TASK DESCRIPTION: The answer must consist of each line of the records below that contains the string "bush".

RECORDS FOR THIS EXERCISE:
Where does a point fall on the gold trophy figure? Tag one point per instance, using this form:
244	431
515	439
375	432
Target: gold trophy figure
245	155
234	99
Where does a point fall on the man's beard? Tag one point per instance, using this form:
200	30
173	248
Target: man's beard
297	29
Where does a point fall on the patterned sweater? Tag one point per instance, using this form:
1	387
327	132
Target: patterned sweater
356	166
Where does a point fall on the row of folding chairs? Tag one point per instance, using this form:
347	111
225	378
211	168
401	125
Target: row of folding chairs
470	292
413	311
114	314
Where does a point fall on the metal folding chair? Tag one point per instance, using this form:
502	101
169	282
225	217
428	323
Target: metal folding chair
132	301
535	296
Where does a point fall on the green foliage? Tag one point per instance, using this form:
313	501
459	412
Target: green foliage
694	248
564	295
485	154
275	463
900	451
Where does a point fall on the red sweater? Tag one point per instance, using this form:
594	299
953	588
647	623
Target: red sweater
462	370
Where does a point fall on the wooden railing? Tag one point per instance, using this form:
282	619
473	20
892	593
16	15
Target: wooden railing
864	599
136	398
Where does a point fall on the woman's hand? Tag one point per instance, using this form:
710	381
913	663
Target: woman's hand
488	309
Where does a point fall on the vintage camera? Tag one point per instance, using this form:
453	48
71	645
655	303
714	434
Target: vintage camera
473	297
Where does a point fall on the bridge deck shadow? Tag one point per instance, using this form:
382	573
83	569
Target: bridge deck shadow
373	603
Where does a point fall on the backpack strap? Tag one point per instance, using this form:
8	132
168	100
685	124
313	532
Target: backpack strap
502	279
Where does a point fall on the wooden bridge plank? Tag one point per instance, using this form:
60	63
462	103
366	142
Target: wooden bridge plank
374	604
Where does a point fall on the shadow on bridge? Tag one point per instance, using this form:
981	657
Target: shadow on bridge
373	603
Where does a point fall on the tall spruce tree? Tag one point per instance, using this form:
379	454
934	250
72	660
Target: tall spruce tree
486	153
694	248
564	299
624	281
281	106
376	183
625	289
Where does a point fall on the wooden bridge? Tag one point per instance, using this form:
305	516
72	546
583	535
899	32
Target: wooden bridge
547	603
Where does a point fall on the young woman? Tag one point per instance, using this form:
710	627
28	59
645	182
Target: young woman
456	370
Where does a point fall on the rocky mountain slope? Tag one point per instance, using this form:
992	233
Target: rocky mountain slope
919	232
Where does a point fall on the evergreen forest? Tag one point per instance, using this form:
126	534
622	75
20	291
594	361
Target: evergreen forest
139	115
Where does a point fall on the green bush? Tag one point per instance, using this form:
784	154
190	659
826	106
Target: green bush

SOLVED PROBLEM:
Where does a point fall on the green bush? Tag one point per instance, using this form:
Target: green bush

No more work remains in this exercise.